▸ Work required: Within the material below, locate the line with "Where in this photo can the komainu open" and the line with "Where in this photo can the paved road", then return those two lines and all lines between them, exactly as written.

(The input begins)

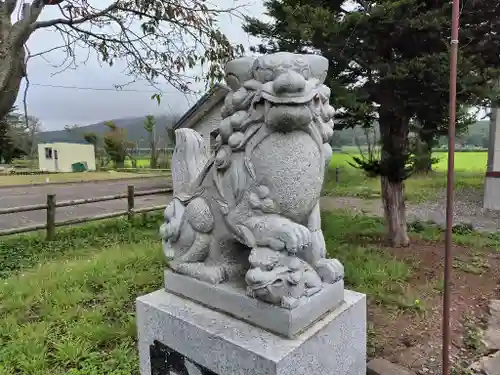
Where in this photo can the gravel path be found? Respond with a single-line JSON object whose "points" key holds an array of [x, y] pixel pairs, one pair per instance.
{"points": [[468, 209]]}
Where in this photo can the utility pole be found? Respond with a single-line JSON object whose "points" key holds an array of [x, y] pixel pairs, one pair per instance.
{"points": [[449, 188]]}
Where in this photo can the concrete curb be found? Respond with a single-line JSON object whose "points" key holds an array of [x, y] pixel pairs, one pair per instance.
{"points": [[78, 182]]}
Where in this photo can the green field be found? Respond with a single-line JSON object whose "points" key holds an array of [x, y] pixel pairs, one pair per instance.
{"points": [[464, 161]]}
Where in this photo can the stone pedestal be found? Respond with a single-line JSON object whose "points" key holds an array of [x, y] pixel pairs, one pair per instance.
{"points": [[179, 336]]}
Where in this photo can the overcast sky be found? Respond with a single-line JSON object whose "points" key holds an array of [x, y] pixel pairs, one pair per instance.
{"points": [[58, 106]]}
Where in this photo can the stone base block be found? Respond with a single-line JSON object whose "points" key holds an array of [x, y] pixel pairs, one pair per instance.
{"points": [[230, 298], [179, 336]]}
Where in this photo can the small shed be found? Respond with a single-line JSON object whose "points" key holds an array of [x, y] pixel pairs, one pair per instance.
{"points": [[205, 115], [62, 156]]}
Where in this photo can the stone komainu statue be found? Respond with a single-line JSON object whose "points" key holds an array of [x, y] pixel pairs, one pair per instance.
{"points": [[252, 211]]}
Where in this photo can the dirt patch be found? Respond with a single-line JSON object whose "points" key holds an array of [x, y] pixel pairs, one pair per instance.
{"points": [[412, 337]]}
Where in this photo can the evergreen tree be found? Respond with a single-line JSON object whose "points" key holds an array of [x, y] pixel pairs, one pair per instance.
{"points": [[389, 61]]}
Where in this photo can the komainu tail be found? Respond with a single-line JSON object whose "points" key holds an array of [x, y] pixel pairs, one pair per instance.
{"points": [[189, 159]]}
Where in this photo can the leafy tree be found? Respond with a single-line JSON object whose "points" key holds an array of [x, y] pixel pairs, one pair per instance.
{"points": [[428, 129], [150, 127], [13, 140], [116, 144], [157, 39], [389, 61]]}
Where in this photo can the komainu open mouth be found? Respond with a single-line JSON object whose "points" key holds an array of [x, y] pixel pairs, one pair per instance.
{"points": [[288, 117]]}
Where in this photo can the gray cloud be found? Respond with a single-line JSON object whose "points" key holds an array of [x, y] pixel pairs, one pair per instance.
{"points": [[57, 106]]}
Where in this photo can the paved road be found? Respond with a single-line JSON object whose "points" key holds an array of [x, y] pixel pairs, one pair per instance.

(The input ends)
(The input begins)

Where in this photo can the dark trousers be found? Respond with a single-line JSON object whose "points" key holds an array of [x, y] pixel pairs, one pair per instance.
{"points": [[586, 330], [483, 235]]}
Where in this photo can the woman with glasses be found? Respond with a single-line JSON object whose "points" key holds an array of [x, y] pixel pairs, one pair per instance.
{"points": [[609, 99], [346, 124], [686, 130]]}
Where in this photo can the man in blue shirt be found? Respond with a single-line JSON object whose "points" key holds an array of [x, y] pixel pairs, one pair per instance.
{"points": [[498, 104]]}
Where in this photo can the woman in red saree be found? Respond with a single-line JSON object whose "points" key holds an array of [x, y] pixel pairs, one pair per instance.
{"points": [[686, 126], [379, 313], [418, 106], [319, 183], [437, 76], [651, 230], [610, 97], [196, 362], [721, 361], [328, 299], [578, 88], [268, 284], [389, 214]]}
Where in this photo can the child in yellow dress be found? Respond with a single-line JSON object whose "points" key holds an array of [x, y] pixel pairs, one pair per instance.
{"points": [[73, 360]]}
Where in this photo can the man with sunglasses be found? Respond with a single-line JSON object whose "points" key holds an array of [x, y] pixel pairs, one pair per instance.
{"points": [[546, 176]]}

(The input ends)
(The input begins)

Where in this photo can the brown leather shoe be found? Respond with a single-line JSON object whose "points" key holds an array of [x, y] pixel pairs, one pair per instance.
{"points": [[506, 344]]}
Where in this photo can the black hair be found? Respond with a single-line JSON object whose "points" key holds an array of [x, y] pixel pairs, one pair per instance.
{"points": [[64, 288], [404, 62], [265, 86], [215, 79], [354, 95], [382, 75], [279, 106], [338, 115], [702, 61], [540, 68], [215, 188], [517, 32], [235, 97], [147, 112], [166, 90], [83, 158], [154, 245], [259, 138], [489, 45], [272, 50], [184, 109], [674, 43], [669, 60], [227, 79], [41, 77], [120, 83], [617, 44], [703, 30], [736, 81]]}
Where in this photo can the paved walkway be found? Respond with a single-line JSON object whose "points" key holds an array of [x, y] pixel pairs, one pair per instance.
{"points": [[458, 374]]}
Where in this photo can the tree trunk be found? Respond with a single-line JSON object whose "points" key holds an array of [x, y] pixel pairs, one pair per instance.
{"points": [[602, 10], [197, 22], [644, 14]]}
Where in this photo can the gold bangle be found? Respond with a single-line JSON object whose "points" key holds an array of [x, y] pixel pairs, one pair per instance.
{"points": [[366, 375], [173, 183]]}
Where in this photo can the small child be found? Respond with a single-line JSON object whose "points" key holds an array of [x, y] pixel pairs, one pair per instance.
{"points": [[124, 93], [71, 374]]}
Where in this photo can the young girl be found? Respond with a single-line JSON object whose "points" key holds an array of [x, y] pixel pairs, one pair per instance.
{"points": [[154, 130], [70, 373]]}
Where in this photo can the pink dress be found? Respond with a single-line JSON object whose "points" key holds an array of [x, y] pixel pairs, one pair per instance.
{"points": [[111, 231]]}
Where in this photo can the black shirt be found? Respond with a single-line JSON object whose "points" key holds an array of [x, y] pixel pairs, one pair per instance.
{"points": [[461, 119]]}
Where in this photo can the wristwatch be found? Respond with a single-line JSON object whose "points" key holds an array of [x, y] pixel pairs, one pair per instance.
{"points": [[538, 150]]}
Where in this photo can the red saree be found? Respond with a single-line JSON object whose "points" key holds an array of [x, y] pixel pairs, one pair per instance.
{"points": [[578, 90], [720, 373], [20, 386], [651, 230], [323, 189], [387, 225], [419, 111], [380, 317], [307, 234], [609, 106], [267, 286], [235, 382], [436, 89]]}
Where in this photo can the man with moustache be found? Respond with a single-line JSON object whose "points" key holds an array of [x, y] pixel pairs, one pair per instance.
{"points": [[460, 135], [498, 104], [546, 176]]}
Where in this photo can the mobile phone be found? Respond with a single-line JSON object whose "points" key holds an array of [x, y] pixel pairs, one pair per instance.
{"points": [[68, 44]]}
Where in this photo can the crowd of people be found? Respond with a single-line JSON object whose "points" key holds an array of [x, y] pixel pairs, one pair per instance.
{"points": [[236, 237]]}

(The input ends)

▸ Written solution:
Where in this photo can the komainu open mouth be found? Respond with a single-line JSON object whose "points" key holds an array of [x, y] pixel pairs, one pair per instance.
{"points": [[288, 117]]}
Where in this photo can the gray cloud be found? Respond with a single-line JSON object whose "points" key holds an array of [x, y] pixel pairs, one pair per instance.
{"points": [[57, 106]]}
Where in this photo can the paved road be found? Respond with a single-line JSON object whose "points" key holds an array of [x, y] pixel pairs, one pair per instance.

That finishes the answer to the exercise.